A indicação do presidente Jair Bolsonaro para substituir o ministro Celso de Mello no Supremo Tribunal Federal (STF), cuja aposentadoria está marcada para 13 de outubro, é vista por integrantes do Palácio do Planalto como uma chance para se iniciar uma guinada ideológica na Corte. A ideia de Bolsonaro é fazer do STF um tribunal conservador. Ou, na pior das hipóteses, em uma corte em que haja mais equilíbrio entre os pensamentos de esquerda e da direita.
Esse é um dos poucos assuntos em que há convergência de pensamento entre as chamadas alas ideológica e militar do governo. Bolsonaro, generais e assessores que partilham da linha de pensamento do escritor Olavo de Carvalho acreditam que o Supremo vive um momento de unicidade de pensamento, mais aliado aos ideais progressistas; e que isso não é saudável para a democracia brasileira.
Integrantes do Palácio do Planalto e líderes do Senado acreditam que uma eventual indicação de Kassio Nunes Marques, desembargador do Tribunal Regional Federal da 1.ª Região (TRF-1), seria o primeiro passo nessa direção, apesar de ele ser visto com desconfiança por integrantes da ala ideológica do governo e por parlamentares conservadores por ter liberado a licitação das lagostas no Supremo e por ter votado a favor da não extradição do terrorista Cesare Battisti para a França.
Deputados bolsonaristas e integrantes da Direita acreditam que o desembargador está mais alinhado aos ideais da esquerda e não teria comprometimento com pautas conservadoras, principalmente na área de costumes. Do outro lado, membros do Palácio do Planalto acreditam que, para esta primeira indicação, é necessário o nome de um conservador mais "light", de forma que ele seja aprovado de forma mais simples pelo Senado. E que, a partir da segunda indicação, o governo teria mais liberdade para atender à sua base parlamentar e ideológica.
A ideia de Bolsonaro e aliados é que o STF tenha uma conformação mais parecida com a da Suprema Corte norte-americana, que historicamente é dividida entre progressistas e conservadores. Antes da morte da juíza Ruth Bader Ginsburg, considerada líder da ala liberal da Suprema Corte dos Estados Unidos, o tribunal tinha cinco ministros nomeados por republicanos e quatro nomeados por democratas. Apesar disso, havia um certo equilíbrio, pois o presidente da Corte, John Roberts, oscilava entre decisões consideradas progressistas e conservadoras.
No Brasil, dos 11 ministros em exercício, sete foram indicados por governos petistas: Ricardo Lewandowski, Cármen Lúcia, Dias Toffoli, Luiz Fux (o atual presidente da Corte), Rosa Weber, Luís Roberto Barroso e Edson Fachin. Celso de Mello foi indicado por José Sarney; Marco Aurélio Mello, por Fernando Collor; Gilmar Mendes, por Fernando Henrique Cardoso; e Alexandre de Moraes, por Michel Temer.

DADOS:

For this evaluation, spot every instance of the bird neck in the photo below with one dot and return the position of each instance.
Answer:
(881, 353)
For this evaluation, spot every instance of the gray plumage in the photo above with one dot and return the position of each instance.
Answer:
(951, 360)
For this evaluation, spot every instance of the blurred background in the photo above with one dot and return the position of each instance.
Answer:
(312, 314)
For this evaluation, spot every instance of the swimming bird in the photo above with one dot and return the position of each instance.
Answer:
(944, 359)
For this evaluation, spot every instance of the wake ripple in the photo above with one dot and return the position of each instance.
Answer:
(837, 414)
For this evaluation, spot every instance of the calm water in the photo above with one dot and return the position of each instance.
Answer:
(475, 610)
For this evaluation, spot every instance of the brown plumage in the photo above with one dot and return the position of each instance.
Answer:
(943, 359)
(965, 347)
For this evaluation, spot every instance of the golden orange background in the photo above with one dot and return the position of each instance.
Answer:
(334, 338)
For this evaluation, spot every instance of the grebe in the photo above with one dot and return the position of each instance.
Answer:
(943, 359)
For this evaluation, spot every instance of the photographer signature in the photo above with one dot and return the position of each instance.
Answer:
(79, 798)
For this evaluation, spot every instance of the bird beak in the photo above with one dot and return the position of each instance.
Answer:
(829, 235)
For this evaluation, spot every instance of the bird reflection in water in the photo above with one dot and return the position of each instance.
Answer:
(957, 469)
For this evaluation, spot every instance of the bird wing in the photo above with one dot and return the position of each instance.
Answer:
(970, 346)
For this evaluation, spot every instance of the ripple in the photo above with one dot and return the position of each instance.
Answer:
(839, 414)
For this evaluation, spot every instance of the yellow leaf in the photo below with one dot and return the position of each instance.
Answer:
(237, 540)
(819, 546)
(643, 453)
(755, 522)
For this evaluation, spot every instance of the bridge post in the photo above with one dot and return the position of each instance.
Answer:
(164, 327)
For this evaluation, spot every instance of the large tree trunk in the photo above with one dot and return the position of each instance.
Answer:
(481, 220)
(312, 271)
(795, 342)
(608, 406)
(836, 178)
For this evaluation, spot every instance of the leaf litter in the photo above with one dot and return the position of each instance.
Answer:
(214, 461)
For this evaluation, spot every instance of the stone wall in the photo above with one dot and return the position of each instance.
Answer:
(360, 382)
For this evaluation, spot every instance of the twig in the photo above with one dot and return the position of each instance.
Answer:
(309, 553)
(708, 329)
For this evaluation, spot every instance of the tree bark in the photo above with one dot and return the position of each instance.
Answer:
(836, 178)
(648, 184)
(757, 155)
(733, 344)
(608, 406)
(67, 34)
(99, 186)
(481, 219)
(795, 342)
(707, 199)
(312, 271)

O QUE FAZER:
1. Responda com base no texto sobre o STF:
(a) Em que data está marcada a aposentadoria de Celso de Mello?
(b) Quem indicou Gilmar Mendes para o Supremo?
(c) Quantos ministros nomeados por republicanos a Suprema Corte dos Estados Unidos tinha antes da morte de Ruth Bader Ginsburg?
2. Transcreva literalmente a parte do texto sobre o STF que começa em "A ideia de Bolsonaro e" e termina em "progressistas e conservadoras.".
As linhas não têm relação com o texto sobre o STF.

RESPOSTAS:
1.
(a) 13 de outubro.
(b) Fernando Henrique Cardoso.
(c) Cinco.

2.
A ideia de Bolsonaro e aliados é que o STF tenha uma conformação mais parecida com a da Suprema Corte norte-americana, que historicamente é dividida entre progressistas e conservadores. Antes da morte da juíza Ruth Bader Ginsburg, considerada líder da ala liberal da Suprema Corte dos Estados Unidos, o tribunal tinha cinco ministros nomeados por republicanos e quatro nomeados por democratas. Apesar disso, havia um certo equilíbrio, pois o presidente da Corte, John Roberts, oscilava entre decisões consideradas progressistas e conservadoras.